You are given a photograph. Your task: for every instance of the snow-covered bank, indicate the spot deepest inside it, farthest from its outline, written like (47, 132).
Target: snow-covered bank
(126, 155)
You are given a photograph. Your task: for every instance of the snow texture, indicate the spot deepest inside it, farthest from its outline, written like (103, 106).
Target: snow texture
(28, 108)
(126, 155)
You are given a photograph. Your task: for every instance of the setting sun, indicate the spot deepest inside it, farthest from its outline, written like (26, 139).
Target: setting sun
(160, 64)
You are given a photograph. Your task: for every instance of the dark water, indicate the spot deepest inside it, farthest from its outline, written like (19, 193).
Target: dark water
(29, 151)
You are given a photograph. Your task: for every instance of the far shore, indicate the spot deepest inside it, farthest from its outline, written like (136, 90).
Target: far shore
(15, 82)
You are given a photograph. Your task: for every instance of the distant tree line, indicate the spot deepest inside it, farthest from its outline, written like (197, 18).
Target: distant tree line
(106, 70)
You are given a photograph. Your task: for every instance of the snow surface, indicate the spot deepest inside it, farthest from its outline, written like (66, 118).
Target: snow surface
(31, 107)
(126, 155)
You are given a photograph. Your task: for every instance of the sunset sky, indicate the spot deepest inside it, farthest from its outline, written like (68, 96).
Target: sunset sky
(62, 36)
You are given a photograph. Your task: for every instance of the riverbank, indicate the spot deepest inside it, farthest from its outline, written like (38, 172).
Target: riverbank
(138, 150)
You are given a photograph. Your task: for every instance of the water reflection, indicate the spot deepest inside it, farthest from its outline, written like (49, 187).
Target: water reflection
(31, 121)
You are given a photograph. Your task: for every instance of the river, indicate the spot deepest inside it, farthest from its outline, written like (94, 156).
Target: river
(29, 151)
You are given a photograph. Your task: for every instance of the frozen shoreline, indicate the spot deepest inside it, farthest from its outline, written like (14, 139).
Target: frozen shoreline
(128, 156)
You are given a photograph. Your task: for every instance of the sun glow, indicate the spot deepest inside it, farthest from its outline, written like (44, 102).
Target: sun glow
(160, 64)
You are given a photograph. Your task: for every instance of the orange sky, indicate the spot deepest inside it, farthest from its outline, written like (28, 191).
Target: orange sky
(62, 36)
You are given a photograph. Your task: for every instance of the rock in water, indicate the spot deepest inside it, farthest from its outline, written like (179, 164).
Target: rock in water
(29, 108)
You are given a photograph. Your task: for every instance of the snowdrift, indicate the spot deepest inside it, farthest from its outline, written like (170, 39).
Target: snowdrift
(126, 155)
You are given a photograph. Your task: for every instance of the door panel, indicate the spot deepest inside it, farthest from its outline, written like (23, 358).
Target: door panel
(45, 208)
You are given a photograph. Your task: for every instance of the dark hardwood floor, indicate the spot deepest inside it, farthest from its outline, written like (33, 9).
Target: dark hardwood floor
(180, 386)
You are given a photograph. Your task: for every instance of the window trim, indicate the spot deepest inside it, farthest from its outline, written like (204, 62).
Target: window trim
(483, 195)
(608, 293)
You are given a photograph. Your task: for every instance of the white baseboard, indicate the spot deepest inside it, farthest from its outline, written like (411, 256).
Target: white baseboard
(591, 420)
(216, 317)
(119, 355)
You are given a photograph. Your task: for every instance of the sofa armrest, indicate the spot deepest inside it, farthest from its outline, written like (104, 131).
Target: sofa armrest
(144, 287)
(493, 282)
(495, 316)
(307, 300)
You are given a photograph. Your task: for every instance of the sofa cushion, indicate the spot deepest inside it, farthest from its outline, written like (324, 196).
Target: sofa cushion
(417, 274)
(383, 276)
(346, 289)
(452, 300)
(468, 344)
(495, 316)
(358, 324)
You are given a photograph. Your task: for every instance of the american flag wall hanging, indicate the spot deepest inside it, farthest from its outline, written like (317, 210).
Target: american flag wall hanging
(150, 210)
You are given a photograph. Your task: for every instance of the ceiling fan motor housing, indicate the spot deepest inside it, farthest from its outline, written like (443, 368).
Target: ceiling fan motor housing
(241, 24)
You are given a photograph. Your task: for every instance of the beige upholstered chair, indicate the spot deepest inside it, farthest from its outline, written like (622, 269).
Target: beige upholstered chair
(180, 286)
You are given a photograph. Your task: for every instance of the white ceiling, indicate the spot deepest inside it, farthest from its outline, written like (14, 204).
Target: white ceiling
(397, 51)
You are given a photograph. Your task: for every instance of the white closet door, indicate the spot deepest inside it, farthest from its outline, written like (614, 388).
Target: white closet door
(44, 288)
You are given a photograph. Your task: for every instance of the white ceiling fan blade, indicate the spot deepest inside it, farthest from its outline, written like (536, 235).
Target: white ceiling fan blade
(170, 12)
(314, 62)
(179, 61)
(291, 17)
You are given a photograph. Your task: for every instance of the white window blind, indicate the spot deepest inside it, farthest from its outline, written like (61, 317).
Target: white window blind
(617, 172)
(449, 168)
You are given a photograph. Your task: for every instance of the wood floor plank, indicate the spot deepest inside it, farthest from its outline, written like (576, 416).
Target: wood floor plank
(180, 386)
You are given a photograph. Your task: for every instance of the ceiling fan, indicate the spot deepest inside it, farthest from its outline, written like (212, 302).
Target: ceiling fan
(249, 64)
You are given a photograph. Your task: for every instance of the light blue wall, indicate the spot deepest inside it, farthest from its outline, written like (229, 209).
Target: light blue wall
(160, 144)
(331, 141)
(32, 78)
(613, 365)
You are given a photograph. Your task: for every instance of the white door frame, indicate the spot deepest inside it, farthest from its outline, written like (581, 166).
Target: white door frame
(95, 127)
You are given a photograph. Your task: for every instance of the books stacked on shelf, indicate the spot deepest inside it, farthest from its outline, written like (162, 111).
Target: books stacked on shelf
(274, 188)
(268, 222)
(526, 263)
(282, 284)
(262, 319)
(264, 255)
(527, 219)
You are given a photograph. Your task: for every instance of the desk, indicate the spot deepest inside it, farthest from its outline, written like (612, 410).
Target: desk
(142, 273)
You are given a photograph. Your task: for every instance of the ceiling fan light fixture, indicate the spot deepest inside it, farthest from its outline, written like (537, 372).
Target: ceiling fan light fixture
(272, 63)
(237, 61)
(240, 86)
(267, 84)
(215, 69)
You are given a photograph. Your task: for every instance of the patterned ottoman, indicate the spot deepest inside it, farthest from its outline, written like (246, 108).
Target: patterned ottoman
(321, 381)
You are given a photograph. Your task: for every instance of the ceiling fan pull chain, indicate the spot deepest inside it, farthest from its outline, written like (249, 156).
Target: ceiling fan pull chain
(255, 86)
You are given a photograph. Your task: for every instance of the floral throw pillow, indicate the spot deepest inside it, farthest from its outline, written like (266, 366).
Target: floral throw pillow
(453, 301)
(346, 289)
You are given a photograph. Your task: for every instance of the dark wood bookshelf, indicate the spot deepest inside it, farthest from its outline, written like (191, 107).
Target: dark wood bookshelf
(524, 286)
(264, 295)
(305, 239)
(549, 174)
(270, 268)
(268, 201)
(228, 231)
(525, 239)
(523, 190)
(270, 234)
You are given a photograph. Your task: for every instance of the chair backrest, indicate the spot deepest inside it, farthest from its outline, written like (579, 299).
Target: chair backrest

# # # # # # #

Directions for this task: Give the data again, exactly as it stands.

Solution for this exercise:
You are given a photograph. Your task: for every instance of the snow-covered bank, indicate the spot deepest inside it, farthest from its outline, written like (47, 132).
Target: snow-covered bank
(126, 155)
You are given a photograph. Your task: for every instance of the snow texture, indicate the spot deepest inside it, farthest from its outline, written like (103, 106).
Target: snow texture
(28, 108)
(126, 155)
You are given a photograph. Your task: for every instance of the setting sun, indicate the spot deepest inside it, farthest from its outline, written like (26, 139).
Target: setting sun
(160, 64)
You are given a photograph. Your task: for every instance of the dark water, indicate the spot deepest inside it, farthest from its outline, written like (19, 193).
Target: dark water
(29, 151)
You are given a photograph. Your task: for every instance of the far shore, indicate the spot deepest inside it, farthest from its outline, written like (136, 90).
Target: far shore
(15, 82)
You are given a photograph. Your task: for every instance of the distant tree line, indicate the spot deepest inside it, farthest from its outline, written like (197, 18).
Target: distant tree line
(106, 70)
You are given a photograph. Your task: for every instance of the snow surface, indicate the spot deepest inside it, farthest from its outline, written like (66, 118).
Target: snow surface
(31, 107)
(126, 155)
You are given a photograph. Your task: for every instance of the sunset sky, indicate the spot deepest inside it, farthest from its outline, written like (68, 96).
Target: sunset sky
(62, 36)
You are given a photograph. Your task: for every instance of the riverbank, indicate the spot deepest inside it, farthest from its outline, written like (38, 172).
Target: riverbank
(138, 150)
You are given a photograph. Your task: for every instance of the water reflection, indicate the spot deepest inside it, farthest from its outline, written like (49, 187).
Target: water reflection
(31, 121)
You are given a photograph. Your task: for every instance of the river, indicate the spot deepest inside it, farthest from its outline, written like (94, 156).
Target: river
(29, 151)
You are given a photograph. Your task: for every instance of the frozen shoreline, indicate the spot deepest inside it, farthest from its outline, written like (14, 139).
Target: frozen shoreline
(128, 156)
You are given a photograph. Your task: for every instance of the sun glow, indicate the spot deepest inside it, farthest from its outline, written like (44, 102).
Target: sun glow
(160, 64)
You are given a photograph. Your task: for every instance of the orange sky, indicate the spot deepest inside it, farthest from its outline, written like (28, 191).
Target: orange sky
(62, 36)
You are given a photograph. Your task: for every instance of the rock in water, indicate the spot deepest inside it, farthest from its outline, written like (179, 164).
Target: rock in water
(29, 108)
You are given a photograph. Your task: for every instance of the snowdrift, indicate the spot deepest inside it, farthest from its outline, written like (170, 39).
Target: snowdrift
(126, 155)
You are given a photograph. Your task: for every instance of the door panel, indicate the spot deepest inside it, farthest from its outline, written like (23, 358).
Target: door panel
(45, 208)
You are given a photograph. Your task: for every instance of the dark hardwood floor, indicate the spot deepest inside it, farthest from its outline, written like (33, 9).
Target: dark hardwood floor
(180, 386)
You are given a photograph. Your task: for every instance of the window trim, indicate the spot deepest inside it, farthest from its outline, written like (204, 62).
Target: window trim
(483, 195)
(608, 293)
You are given a photograph. Your task: for every instance of the white baseboard, indicate the spot deepest inside it, farthest from its outline, written like (411, 256).
Target: white baseboard
(591, 420)
(216, 317)
(119, 355)
You are given a photograph. Your task: for every instance of the sofa armrest, indicate the spot deepest inside it, farthest from its outline, written like (104, 131).
Target: sofa armrest
(144, 287)
(493, 282)
(495, 316)
(307, 300)
You are given a photograph. Your task: for every instance of the sofa cushion, indicate the spot deepest inside it, farthest from its outline, written like (324, 196).
Target: sofa cushion
(417, 274)
(383, 276)
(346, 289)
(452, 300)
(468, 344)
(495, 316)
(358, 324)
You are given a photograph. Your task: for every instance of the american flag wall hanging, indicate the spot deepest inside it, farthest from its outline, written like (317, 210).
Target: american flag wall hanging
(150, 210)
You are given a photograph. Your task: for every instance of the ceiling fan motor housing, indicate the spot deepest inside it, farthest from its outline, written like (443, 368).
Target: ceiling fan motor housing
(241, 24)
You are given a photograph. Your task: for every instance of the beige upholstered chair, indicate the spot deepest inside it, farthest from its outline, written like (622, 269).
Target: beige upholstered chair
(180, 286)
You are given a photograph. Your task: for every instance of the white ceiling, indicate the spot deepest inside it, farthest from its outline, written like (14, 204).
Target: white ceiling
(397, 51)
You are given a photograph. Your task: for every instance of the white closet door, indicate the spot deepest inside it, farthest from its outline, written like (614, 388).
Target: white closet door
(44, 288)
You are given a photograph. Your task: for every instance of the white ceiling fan blade, indicate the spot deepest inside it, farthest from its outline, written like (536, 235).
Target: white ceiling fan blade
(170, 12)
(314, 62)
(179, 61)
(291, 17)
You are given a photograph. Your task: for every instance of the white window blind, indicate the spot deepest inside it, farthest from its outline, written like (61, 317).
Target: white window blind
(617, 172)
(449, 168)
You are given a photograph. Your task: for every instance of the wood floor plank, indicate the spot deepest inside it, farthest from its outline, written like (576, 416).
Target: wood floor plank
(180, 386)
You are given a photograph. Your task: for every instance of the ceiling fan, indicate the spot deepest inside it, farthest from its outline, written like (212, 302).
Target: ceiling fan
(249, 64)
You are given a photograph. Your task: for every instance of the light blue wall, indicate the spot deepest inside it, farthest from its outline, written like (229, 209).
Target: light blue wall
(160, 144)
(331, 141)
(32, 78)
(613, 365)
You are given a photograph. Your task: for every instance of the white door frame, indicate the spot deepest inside it, farthest from its outline, written like (581, 166).
Target: white door frame
(95, 127)
You are given a photograph. Your task: for every instance of the books stacked on shelf, indicate the spot deepest inside it, farthest from its outline, written like (162, 111).
Target: books stacked on shelf
(274, 188)
(268, 222)
(526, 263)
(282, 284)
(262, 319)
(264, 255)
(527, 219)
You are given a photograph. Your task: for every instance of the desk, indicate the spot deepest inside it, farthest from its outline, written like (612, 410).
Target: desk
(142, 273)
You are given a photograph. Your task: for every instance of the ceiling fan light fixture, indicate the spot deepest inside it, farthest from its outline, written like (537, 372).
Target: ceiling fan light fixture
(272, 63)
(237, 61)
(240, 86)
(267, 84)
(215, 69)
You are given a photograph. Your task: for every instance of the patterned ottoman, indicate the spot deepest inside it, farthest from its outline, written like (246, 108).
Target: patterned ottoman
(321, 381)
You are given a photograph. Your task: for every instance of the ceiling fan pull chain, indicate the spot deepest inside it, farthest from its outline, written like (249, 156).
Target: ceiling fan pull chain
(255, 86)
You are given a photograph. Your task: for every instance of the floral throw pillow, indicate the spot deepest inside it, farthest from its outline, written like (266, 366).
Target: floral throw pillow
(453, 301)
(346, 289)
You are given a photograph. Your task: for every instance of the dark wood bookshelf, indicate the spot deepest inside it, farthest from its outline, written like (191, 107).
Target: dark wood bookshelf
(524, 286)
(264, 295)
(305, 239)
(549, 174)
(270, 268)
(268, 201)
(228, 231)
(525, 239)
(523, 190)
(270, 234)
You are given a photograph. Your task: for every instance of the chair backrest, indicate the spot deepest inside it, farthest from its outline, written like (579, 299).
Target: chair backrest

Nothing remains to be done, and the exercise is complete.